ERFORDERLICHE HANDLUNG: Gib aus der Rezension der Schumann-Sinfonien den Abschnitt wörtlich wieder, beginnend bei „Rubrik: CDs“ und endend bei „metrische Präzision geachtet.“.

DOKUMENTAUSZUG:

···

Schumann, Robert

Symphonies 1-4

Rubrik: CDs
Verlag/Label: cpo 777 536-2 (SACD)
erschienen in: das Orchester 03/2011 , Seite 70

Bei aller Wertschätzung Schumanns hält sich, was die Orchestermusik angeht, beharrlich der Vorwurf einer mängelbehafteten Instrumenta­tion. Und angesichts Frank Beermanns neuer Gesamteinspielung der vier Schumann-Sinfonien möchte man meinen, er habe es geradezu darauf angelegt, die Schwächen von Schumanns Orchestersatz zu dokumentieren. Schon das einleitende „Andante un poco maestoso“ des Kopfsatzes von Schumanns Erstling, der Sinfonie B-Dur op. 38, bringt eine unnötig auf-gequollene Massivität ins Spiel, die alle Durchsichtigkeit vermissen lässt. Auf der anderen Seite eignet den dynamisch zurückgenommenen Passagen, wenn auch recht durchsichtig gehalten, etwas seltsam Gekünsteltes, so mechanisch starr wird hier auf metrische Präzision geachtet.
Frank Beermanns gestalterischer Ansatz zielt auf äußerste Genauigkeit, auch wenn ihm das mit der Robert-Schumann-Philharmonie nicht immer völlig passgenau gelingt, doch solch gestanzter Prägnanz geht bedauerlicherweise öfters ein Stück weit die Beseeltheit verloren. Das Larghetto der B-Dur-Sinfonie darf nicht frei ausschwingen, das Scherzo zeigt wenig Schwärmerisches und Mitreißendes. Und das Finale verwaltet Frank Beermann ohne jede Notwendigkeit wie ein Schaustück eines maschinellen Prozesses.

···

ERFASSTE DATEN:
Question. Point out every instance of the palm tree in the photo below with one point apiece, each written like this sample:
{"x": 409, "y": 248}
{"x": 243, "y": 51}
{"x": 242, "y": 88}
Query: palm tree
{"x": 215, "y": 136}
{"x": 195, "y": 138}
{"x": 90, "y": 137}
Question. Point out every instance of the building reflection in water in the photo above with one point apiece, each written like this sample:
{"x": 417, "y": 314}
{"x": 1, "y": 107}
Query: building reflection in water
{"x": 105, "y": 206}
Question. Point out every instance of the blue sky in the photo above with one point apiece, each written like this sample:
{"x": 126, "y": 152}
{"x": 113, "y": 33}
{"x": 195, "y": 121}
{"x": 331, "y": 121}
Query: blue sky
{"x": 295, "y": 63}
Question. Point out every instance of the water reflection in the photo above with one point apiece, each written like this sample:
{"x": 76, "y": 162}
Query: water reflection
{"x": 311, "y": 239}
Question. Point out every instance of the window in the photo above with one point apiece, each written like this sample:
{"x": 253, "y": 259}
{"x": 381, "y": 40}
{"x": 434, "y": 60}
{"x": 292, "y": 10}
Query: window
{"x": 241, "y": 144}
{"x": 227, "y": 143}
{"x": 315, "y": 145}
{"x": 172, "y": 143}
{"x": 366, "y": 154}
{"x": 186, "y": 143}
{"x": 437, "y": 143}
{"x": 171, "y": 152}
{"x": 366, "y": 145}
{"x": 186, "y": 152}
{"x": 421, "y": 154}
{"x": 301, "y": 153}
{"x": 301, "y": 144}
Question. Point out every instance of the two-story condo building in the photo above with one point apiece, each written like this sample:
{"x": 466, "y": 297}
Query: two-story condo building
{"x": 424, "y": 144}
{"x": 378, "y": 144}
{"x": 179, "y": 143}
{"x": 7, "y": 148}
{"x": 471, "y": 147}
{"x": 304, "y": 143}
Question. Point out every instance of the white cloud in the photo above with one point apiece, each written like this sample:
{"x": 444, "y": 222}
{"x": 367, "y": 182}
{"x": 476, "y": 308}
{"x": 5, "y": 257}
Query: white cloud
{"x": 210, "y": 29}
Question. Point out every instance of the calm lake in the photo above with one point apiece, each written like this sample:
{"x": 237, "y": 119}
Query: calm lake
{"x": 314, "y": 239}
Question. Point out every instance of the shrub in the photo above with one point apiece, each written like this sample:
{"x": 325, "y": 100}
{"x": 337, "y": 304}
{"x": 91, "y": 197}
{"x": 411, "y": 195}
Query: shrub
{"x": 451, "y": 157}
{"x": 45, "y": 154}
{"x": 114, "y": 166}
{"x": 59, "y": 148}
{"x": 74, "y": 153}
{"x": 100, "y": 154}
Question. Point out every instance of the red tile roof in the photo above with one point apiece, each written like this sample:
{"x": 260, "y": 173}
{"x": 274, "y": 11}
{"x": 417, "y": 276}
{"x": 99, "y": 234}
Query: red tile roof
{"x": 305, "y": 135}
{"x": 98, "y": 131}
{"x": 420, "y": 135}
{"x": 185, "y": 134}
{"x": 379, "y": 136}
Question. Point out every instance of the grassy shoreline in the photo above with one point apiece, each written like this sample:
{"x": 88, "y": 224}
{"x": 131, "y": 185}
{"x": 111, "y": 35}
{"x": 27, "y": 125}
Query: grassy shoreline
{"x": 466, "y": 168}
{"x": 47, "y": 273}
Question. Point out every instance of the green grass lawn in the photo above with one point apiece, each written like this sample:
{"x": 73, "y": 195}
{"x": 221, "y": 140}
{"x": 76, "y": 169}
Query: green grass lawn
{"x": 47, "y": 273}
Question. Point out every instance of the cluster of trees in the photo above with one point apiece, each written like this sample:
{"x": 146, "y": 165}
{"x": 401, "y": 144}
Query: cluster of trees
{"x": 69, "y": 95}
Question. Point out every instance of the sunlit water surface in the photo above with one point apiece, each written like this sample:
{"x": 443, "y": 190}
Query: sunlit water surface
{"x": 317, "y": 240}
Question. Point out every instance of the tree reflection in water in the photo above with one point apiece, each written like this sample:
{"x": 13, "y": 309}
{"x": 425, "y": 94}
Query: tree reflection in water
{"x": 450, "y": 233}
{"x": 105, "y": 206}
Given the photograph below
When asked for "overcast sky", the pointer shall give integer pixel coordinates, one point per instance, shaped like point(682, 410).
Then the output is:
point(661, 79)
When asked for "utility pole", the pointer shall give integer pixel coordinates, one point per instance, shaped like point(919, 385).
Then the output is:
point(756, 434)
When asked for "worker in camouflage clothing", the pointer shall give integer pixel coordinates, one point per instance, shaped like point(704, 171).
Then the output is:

···

ERWARTETE ANTWORT:
Rubrik: CDs
Verlag/Label: cpo 777 536-2 (SACD)
erschienen in: das Orchester 03/2011 , Seite 70

Bei aller Wertschätzung Schumanns hält sich, was die Orchestermusik angeht, beharrlich der Vorwurf einer mängelbehafteten Instrumenta­tion. Und angesichts Frank Beermanns neuer Gesamteinspielung der vier Schumann-Sinfonien möchte man meinen, er habe es geradezu darauf angelegt, die Schwächen von Schumanns Orchestersatz zu dokumentieren. Schon das einleitende „Andante un poco maestoso“ des Kopfsatzes von Schumanns Erstling, der Sinfonie B-Dur op. 38, bringt eine unnötig auf-gequollene Massivität ins Spiel, die alle Durchsichtigkeit vermissen lässt. Auf der anderen Seite eignet den dynamisch zurückgenommenen Passagen, wenn auch recht durchsichtig gehalten, etwas seltsam Gekünsteltes, so mechanisch starr wird hier auf metrische Präzision geachtet.